= Instructions to follow =
Please pick out every line of the items below that contains the word "podium", copying each line in full. Case counts.

━━ Provided information

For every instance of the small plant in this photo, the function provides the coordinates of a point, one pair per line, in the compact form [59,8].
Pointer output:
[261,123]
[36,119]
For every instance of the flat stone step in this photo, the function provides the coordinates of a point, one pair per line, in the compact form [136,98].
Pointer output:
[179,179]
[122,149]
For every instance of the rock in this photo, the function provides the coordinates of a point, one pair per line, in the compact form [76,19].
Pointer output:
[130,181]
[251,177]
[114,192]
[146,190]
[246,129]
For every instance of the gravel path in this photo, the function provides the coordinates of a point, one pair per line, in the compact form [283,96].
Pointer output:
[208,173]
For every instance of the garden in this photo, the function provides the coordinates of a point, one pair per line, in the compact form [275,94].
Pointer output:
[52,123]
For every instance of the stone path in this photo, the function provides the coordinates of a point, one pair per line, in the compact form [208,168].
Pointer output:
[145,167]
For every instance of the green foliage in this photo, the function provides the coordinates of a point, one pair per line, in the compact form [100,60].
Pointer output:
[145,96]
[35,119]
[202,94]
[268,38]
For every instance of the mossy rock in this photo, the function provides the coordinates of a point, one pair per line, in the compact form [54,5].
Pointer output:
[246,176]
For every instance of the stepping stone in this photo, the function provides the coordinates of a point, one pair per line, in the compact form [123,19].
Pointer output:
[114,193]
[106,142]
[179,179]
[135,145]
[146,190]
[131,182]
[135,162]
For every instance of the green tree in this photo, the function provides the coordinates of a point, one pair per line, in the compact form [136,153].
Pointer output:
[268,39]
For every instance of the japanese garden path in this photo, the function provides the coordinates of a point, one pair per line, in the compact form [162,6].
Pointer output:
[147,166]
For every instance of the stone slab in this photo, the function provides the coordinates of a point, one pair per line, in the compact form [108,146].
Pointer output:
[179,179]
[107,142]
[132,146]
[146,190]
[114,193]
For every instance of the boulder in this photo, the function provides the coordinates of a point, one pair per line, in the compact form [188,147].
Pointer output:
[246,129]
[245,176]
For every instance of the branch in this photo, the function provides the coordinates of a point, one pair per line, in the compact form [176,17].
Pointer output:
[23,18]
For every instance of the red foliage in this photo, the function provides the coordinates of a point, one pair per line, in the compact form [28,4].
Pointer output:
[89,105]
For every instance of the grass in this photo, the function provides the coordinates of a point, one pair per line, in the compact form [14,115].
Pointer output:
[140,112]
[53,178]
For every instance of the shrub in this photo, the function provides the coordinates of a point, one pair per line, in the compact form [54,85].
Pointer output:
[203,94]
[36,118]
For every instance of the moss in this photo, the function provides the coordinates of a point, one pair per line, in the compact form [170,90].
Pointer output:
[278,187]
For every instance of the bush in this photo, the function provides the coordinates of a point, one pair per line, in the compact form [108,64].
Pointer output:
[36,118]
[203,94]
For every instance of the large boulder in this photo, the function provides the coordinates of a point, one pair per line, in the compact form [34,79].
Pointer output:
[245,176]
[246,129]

━━━━
━━ Provided information

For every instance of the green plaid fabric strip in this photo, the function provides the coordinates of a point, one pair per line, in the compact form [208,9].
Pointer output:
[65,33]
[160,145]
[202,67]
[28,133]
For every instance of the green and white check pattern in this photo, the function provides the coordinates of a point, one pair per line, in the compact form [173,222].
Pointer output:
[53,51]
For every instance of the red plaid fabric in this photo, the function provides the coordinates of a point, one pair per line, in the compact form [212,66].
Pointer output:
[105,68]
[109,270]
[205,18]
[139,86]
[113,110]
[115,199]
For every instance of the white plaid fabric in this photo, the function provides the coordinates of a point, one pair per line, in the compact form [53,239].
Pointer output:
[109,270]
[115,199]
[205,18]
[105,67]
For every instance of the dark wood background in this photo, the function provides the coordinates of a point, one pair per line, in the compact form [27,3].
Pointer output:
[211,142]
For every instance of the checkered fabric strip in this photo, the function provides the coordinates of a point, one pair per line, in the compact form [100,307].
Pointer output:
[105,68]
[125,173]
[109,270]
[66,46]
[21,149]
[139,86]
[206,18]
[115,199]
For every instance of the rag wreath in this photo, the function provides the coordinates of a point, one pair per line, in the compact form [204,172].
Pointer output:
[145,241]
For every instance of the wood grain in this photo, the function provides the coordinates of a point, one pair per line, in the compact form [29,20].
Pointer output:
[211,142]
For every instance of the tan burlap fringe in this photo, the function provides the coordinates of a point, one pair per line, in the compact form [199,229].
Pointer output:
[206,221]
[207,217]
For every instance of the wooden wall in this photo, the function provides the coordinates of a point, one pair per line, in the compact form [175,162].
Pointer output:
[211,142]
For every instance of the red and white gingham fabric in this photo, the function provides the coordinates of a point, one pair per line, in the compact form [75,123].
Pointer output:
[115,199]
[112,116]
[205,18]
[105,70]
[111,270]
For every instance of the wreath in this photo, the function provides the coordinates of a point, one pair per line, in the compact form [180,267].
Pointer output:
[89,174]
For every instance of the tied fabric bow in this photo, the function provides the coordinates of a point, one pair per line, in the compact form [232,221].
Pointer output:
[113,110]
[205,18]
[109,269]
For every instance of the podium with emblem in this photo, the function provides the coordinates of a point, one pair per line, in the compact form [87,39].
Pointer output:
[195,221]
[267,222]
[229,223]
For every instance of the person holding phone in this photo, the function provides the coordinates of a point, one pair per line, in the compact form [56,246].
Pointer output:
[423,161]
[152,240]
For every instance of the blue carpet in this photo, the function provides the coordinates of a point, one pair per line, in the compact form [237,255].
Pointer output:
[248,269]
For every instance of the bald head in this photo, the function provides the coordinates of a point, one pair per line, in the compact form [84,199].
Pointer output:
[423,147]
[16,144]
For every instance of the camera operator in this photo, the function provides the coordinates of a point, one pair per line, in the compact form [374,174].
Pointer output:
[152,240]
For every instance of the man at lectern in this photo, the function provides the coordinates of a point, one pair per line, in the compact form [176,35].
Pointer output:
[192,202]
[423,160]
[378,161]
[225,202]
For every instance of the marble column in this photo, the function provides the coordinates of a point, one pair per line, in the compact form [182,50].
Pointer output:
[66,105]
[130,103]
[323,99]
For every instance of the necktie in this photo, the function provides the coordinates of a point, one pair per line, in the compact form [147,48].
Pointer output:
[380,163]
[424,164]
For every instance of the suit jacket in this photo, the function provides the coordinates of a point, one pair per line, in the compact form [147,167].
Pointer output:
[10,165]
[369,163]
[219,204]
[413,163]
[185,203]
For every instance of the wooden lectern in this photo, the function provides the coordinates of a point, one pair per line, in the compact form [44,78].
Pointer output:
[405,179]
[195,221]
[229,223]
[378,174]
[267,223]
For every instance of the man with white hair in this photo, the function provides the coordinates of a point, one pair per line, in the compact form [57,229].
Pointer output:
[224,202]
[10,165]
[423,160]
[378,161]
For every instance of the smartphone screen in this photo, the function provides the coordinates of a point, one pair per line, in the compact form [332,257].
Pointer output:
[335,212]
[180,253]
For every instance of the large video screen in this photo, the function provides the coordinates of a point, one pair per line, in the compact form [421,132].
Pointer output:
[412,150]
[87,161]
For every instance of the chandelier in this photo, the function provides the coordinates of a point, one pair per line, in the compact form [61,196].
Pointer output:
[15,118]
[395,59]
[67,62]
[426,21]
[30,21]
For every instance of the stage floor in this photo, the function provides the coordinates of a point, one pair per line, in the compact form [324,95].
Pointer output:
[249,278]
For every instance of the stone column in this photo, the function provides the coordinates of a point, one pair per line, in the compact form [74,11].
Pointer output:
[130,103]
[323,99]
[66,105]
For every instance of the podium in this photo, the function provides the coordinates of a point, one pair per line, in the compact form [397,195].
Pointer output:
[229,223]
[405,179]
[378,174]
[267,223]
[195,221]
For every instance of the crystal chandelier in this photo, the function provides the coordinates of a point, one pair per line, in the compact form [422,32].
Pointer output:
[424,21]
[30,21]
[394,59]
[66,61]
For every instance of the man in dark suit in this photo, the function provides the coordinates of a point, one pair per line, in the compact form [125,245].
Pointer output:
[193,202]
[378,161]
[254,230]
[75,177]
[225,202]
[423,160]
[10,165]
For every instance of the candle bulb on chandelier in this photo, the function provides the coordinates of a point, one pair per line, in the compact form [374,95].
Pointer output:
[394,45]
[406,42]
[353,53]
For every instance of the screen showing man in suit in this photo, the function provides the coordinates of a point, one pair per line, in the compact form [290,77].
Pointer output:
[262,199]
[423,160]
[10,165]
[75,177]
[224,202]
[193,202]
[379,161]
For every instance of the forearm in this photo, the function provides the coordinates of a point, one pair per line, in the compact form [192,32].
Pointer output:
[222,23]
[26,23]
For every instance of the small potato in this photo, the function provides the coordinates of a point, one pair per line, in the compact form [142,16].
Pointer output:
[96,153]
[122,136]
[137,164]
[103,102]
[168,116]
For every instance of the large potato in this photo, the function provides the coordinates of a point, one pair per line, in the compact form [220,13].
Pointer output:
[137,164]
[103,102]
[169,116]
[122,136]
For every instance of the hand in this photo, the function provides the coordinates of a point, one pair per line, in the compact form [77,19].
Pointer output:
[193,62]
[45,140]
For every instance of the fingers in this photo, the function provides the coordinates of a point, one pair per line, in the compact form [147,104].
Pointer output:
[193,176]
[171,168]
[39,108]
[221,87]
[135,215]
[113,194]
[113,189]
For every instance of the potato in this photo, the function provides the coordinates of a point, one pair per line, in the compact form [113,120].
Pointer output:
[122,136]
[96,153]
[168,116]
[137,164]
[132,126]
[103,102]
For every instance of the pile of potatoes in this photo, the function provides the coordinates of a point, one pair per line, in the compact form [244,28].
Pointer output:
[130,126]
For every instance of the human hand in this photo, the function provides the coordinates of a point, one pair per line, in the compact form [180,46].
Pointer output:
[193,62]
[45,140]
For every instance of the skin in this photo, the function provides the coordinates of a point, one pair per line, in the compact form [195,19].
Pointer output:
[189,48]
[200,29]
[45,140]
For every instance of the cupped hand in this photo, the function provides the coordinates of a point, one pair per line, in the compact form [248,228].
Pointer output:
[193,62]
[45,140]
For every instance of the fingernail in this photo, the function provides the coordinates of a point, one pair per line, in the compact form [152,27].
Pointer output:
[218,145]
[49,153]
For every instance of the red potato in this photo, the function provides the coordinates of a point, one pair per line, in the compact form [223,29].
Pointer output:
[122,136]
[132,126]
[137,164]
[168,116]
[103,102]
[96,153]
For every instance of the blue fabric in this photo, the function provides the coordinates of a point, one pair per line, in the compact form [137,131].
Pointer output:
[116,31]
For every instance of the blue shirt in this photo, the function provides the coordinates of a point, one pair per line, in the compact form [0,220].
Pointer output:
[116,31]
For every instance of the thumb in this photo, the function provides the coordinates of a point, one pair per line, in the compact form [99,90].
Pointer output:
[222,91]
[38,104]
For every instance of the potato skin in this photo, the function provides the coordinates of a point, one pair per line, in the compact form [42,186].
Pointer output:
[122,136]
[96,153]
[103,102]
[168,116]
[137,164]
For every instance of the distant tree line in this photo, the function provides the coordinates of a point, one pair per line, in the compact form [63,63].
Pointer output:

━━━━
━━ Provided information

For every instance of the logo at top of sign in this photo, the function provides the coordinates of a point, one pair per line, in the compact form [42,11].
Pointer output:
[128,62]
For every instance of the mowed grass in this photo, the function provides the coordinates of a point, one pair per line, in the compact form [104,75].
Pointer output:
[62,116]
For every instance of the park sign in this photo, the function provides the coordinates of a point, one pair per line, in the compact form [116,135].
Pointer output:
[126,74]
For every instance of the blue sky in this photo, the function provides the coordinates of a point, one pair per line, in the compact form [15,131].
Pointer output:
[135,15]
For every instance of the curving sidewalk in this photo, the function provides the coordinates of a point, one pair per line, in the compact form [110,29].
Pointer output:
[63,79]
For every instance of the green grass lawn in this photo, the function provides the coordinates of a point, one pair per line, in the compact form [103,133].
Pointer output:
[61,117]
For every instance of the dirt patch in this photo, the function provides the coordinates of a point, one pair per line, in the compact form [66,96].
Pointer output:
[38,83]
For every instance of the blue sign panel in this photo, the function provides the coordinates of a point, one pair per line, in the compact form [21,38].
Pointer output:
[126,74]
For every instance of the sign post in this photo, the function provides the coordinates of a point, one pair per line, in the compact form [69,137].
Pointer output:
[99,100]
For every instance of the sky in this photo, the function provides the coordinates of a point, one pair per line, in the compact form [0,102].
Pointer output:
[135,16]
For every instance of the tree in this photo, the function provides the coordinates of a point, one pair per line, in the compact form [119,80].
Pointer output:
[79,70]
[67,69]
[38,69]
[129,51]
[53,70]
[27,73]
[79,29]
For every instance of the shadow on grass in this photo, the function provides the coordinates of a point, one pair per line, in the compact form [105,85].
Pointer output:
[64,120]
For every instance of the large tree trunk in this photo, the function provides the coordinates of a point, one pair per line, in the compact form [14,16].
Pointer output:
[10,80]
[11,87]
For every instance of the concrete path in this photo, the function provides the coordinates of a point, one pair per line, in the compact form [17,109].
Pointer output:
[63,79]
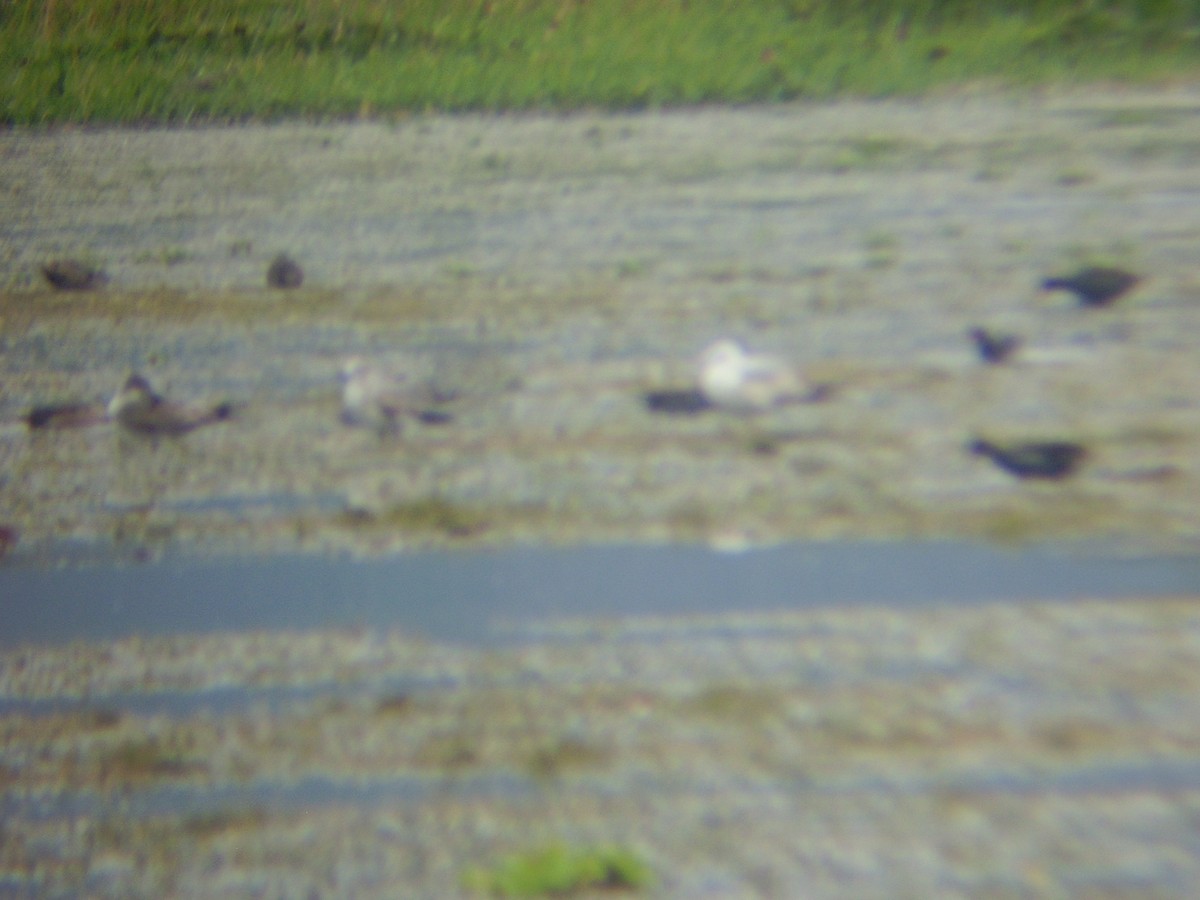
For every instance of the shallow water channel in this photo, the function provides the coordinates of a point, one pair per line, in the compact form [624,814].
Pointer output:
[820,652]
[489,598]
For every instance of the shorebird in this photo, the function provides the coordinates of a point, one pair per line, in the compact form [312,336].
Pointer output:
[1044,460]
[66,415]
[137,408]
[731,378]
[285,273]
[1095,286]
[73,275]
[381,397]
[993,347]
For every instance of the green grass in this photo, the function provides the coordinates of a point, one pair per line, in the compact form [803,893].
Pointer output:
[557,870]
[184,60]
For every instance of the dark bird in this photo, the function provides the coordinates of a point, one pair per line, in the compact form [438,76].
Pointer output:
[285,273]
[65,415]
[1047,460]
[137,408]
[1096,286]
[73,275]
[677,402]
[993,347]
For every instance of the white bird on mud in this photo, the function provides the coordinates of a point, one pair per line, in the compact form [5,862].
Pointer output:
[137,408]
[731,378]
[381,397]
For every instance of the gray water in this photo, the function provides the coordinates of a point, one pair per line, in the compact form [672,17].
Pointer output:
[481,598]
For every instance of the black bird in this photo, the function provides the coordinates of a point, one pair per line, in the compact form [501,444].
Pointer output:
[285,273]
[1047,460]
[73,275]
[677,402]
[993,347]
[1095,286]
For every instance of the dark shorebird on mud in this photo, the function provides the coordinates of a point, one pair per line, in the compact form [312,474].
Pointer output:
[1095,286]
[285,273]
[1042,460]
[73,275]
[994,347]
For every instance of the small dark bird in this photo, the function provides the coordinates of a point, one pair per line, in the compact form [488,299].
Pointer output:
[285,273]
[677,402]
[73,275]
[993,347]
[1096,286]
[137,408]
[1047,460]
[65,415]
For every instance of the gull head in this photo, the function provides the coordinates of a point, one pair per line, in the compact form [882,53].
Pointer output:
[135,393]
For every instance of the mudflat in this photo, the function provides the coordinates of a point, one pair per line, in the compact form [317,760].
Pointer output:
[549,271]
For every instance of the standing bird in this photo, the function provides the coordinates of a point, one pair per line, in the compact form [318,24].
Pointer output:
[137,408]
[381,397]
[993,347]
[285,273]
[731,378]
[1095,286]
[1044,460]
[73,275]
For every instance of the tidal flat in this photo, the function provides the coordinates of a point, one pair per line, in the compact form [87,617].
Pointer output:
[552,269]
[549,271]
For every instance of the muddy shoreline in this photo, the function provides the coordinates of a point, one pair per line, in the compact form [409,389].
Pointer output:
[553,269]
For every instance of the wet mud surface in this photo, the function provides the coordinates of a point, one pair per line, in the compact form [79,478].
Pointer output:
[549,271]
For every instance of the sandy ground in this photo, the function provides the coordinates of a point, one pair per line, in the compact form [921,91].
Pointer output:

━━━━

= Task result =
For every instance of the podium with emblem in this photo, the function provides the coordinates of a point, one pair per line, in the compact form [87,39].
For every instance of the podium in this photo, the function provides the coordinates of a point, one pair per line, in the compact form [397,195].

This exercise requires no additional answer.